Stated exercise =
List every federal department that the article below on SBIR funding names as one of the agencies taking part in the program.
___ Source extract
GAO: Agencies aren’t tapping venture capital-owned companies for innovation

In the past three years, very little SBIR funding went to startups.
The Government Accountability Office in D.C. (Tajha Chappellet-Lanier)

Though federal agencies are hungry for new technology solutions, a report from the Government Accountability Office says they may be missing out on a key avenue of innovation.

The Dec. 21 report found that in past three fiscal years, less than 3 percent of grant funding from the Small Business Innovation Research (SBIR) program to went to companies that are majority-owned by multiple venture capital companies, hedge funds or private equity firms, despite being provided the authority to work with such businesses.

The SBIR program awards contracts to small businesses for the purpose of promoting research and development, and innovation efforts at 11 federal agencies, including the departments of Agriculture, Commerce, Defense, Homeland Security and others.

The program is overseen by the Small Business Administration, but each agency determines the R&D areas it wants to focus on and the grants it will award. The SBIR’s phases of award are:

  • Phase I awards contracts of at most $150,000 to test scientific and technical merit and feasibility of research ideas for six months to a year.
______
___ Extracted information
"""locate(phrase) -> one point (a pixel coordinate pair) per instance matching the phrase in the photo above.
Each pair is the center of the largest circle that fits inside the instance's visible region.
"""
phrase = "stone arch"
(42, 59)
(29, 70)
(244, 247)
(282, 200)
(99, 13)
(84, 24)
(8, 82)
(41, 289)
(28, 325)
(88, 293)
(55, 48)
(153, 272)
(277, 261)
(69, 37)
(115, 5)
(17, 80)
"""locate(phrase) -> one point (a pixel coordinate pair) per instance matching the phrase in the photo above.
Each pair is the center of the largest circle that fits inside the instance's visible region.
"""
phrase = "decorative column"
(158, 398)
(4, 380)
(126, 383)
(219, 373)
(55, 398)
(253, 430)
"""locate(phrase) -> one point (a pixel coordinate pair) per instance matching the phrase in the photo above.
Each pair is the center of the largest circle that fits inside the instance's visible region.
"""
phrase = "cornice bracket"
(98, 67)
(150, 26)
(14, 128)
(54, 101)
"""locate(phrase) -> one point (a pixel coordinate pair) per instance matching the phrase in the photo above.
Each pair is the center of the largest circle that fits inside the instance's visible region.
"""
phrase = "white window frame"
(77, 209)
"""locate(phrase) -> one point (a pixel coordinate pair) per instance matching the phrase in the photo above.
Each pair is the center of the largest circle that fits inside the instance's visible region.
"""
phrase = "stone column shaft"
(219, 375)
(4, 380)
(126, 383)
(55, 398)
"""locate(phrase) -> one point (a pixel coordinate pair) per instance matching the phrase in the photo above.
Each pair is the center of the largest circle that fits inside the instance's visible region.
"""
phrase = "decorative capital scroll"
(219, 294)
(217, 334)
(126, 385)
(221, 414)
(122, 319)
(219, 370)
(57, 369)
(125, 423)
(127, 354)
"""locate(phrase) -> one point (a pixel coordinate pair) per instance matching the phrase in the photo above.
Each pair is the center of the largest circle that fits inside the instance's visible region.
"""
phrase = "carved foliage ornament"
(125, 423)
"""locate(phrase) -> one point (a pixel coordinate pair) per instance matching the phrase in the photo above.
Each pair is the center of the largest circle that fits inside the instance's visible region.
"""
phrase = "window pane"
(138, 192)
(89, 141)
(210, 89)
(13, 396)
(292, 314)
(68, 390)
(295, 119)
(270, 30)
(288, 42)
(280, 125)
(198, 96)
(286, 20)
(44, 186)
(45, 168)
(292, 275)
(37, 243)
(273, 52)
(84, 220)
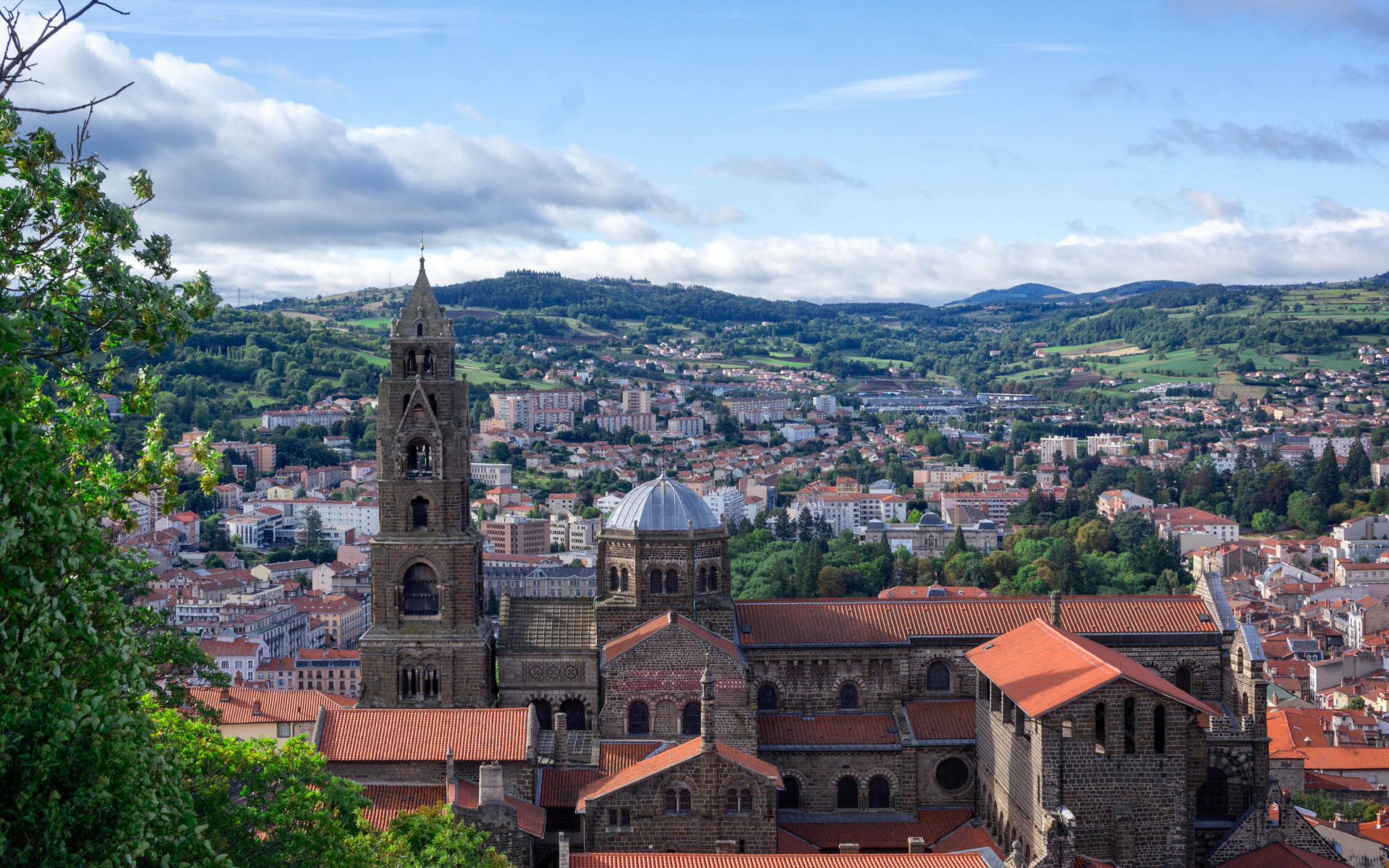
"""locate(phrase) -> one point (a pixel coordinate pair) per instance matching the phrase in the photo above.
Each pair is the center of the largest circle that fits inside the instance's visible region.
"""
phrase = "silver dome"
(663, 504)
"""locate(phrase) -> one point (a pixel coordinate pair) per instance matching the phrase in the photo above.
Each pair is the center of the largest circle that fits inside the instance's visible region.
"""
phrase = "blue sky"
(917, 152)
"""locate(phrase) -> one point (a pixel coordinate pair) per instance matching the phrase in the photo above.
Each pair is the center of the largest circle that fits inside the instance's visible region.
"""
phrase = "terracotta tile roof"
(276, 706)
(827, 729)
(1041, 667)
(388, 800)
(967, 838)
(898, 621)
(1281, 856)
(789, 843)
(560, 786)
(778, 860)
(530, 817)
(872, 833)
(394, 735)
(641, 634)
(616, 756)
(948, 718)
(668, 759)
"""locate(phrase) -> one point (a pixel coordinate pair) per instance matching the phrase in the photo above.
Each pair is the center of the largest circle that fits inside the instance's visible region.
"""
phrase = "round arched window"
(952, 774)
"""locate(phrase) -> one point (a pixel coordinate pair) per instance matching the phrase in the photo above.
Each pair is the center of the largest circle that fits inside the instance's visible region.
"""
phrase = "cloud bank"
(277, 197)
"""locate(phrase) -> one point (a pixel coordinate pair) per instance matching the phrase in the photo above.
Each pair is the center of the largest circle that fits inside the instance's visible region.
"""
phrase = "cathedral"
(661, 715)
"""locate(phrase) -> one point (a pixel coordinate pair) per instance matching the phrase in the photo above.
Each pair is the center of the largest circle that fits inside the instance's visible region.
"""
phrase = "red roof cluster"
(898, 621)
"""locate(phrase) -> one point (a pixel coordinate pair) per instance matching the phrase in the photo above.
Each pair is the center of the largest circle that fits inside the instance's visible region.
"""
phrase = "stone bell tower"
(428, 644)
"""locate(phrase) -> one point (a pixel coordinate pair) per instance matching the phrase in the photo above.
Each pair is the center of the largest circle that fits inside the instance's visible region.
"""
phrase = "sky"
(813, 150)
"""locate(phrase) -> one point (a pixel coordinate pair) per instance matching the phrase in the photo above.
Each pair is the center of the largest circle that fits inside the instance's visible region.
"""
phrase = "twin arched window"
(691, 720)
(638, 718)
(848, 696)
(938, 677)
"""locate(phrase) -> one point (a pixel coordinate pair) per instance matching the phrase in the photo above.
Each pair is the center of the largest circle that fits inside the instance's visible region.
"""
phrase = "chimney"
(706, 710)
(489, 785)
(561, 739)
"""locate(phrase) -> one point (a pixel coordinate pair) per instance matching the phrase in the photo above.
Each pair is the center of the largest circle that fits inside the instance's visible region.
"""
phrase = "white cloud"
(916, 87)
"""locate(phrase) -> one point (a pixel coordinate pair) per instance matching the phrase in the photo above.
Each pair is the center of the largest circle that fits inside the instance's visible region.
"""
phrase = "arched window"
(767, 697)
(1212, 796)
(938, 677)
(689, 720)
(1129, 726)
(542, 714)
(574, 712)
(789, 798)
(1184, 679)
(846, 798)
(738, 800)
(848, 696)
(952, 774)
(421, 595)
(880, 793)
(638, 718)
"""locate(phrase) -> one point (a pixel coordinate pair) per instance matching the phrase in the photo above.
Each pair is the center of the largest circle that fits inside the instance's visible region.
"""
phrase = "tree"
(84, 294)
(313, 528)
(1267, 521)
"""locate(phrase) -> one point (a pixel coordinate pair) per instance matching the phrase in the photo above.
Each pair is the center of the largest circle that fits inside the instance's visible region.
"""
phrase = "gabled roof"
(778, 860)
(396, 735)
(530, 817)
(1041, 667)
(937, 718)
(641, 634)
(670, 759)
(795, 731)
(824, 623)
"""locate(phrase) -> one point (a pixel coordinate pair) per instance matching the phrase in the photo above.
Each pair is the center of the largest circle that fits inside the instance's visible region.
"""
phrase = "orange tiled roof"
(1041, 667)
(949, 718)
(560, 786)
(898, 621)
(778, 860)
(276, 706)
(395, 735)
(530, 817)
(641, 634)
(388, 800)
(825, 729)
(670, 759)
(616, 756)
(872, 833)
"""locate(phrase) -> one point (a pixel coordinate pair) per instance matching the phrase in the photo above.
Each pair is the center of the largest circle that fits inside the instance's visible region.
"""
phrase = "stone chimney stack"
(561, 739)
(708, 733)
(489, 785)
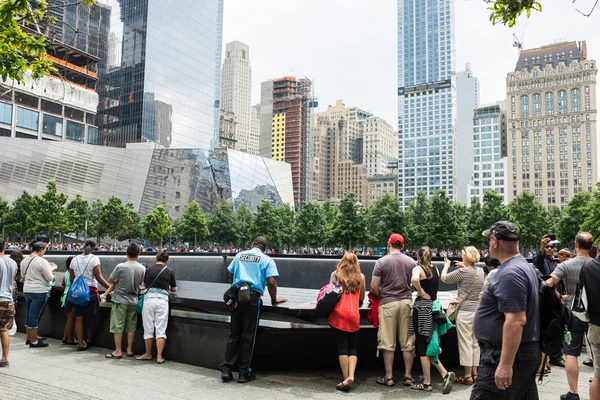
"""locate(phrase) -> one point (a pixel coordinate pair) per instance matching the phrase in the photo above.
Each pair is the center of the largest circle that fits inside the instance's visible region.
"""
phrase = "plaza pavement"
(59, 372)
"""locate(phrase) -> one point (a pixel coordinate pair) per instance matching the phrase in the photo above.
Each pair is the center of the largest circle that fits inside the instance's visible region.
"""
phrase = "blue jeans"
(34, 304)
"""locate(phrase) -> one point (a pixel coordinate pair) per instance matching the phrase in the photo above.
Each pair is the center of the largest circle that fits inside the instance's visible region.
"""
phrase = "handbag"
(140, 304)
(579, 307)
(79, 292)
(455, 304)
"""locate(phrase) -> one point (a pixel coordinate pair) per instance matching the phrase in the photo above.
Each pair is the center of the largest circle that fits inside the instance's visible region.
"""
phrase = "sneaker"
(245, 378)
(449, 382)
(38, 344)
(226, 375)
(569, 396)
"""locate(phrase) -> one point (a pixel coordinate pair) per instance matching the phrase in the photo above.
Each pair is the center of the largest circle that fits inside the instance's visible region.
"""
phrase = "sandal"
(465, 380)
(383, 380)
(422, 386)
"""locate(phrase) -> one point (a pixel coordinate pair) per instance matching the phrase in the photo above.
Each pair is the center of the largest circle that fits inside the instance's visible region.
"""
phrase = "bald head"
(261, 243)
(584, 241)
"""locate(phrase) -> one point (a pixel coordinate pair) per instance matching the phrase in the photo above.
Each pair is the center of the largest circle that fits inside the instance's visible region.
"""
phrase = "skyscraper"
(426, 98)
(467, 99)
(552, 122)
(236, 94)
(163, 62)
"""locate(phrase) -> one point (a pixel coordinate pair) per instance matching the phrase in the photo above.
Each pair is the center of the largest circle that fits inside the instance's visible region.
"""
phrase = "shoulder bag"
(140, 305)
(455, 304)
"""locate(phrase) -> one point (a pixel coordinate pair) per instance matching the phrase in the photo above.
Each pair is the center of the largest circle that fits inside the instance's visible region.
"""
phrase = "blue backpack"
(79, 292)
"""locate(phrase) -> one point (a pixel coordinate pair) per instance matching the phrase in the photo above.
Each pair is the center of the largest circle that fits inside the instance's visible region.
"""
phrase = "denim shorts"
(35, 304)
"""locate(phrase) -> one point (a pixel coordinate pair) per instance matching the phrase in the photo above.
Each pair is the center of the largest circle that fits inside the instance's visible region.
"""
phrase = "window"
(27, 118)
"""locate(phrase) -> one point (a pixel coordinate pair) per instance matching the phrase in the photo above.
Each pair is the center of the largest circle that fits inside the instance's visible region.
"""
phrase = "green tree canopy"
(350, 226)
(158, 224)
(77, 214)
(193, 224)
(221, 224)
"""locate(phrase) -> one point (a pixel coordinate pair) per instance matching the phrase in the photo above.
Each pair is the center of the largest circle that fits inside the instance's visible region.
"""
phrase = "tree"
(266, 224)
(384, 217)
(350, 227)
(193, 224)
(95, 227)
(158, 224)
(530, 218)
(114, 218)
(21, 52)
(244, 219)
(310, 226)
(417, 216)
(77, 215)
(573, 217)
(4, 214)
(21, 220)
(50, 216)
(221, 224)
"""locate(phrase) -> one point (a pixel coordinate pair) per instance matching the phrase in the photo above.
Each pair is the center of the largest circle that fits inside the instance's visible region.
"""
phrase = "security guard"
(251, 271)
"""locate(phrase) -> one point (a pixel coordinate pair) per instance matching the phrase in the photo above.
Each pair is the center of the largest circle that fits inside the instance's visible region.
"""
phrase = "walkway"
(59, 372)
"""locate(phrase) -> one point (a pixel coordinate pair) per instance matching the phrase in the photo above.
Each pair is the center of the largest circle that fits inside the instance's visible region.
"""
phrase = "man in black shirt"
(590, 277)
(507, 323)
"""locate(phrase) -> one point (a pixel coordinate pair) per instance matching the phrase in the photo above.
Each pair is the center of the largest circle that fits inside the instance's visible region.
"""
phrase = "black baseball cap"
(503, 230)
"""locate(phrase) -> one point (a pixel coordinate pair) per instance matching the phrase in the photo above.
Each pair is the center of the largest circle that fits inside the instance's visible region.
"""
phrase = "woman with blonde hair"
(345, 318)
(470, 281)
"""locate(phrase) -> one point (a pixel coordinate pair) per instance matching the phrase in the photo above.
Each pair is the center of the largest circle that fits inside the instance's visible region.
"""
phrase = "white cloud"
(349, 47)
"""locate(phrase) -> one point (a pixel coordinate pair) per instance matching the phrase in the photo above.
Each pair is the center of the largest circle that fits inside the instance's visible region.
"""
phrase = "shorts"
(594, 340)
(578, 330)
(394, 323)
(7, 315)
(123, 318)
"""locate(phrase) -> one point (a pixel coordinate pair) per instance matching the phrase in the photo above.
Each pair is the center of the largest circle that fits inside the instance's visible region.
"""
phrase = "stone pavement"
(59, 372)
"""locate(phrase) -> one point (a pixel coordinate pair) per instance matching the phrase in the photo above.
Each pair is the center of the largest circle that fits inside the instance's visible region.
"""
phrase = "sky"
(349, 47)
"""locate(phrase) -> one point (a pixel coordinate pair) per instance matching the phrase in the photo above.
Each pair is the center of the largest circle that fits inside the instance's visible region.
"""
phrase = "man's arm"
(375, 281)
(512, 332)
(272, 286)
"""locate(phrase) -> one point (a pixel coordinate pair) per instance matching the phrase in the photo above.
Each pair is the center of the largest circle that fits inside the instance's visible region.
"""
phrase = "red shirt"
(345, 316)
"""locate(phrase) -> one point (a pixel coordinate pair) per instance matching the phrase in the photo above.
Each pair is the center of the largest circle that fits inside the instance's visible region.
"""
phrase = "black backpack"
(555, 320)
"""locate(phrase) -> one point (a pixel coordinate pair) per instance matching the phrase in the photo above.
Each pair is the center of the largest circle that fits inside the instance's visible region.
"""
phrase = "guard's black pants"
(242, 334)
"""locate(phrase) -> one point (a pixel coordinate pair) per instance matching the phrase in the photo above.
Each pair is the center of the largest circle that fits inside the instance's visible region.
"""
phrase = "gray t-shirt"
(568, 271)
(128, 275)
(8, 270)
(395, 271)
(515, 288)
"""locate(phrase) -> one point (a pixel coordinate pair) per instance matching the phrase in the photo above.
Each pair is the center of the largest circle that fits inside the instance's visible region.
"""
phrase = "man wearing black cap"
(510, 356)
(251, 271)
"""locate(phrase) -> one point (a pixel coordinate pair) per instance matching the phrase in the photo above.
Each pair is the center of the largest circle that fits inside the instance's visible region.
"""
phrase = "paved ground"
(59, 372)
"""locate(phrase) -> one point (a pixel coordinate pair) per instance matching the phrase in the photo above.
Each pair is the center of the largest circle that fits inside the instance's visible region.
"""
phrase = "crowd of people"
(496, 312)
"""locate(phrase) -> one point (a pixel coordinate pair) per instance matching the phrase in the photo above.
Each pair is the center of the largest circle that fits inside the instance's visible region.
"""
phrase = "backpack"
______
Expected output =
Agriculture, Commerce, Defense, Homeland Security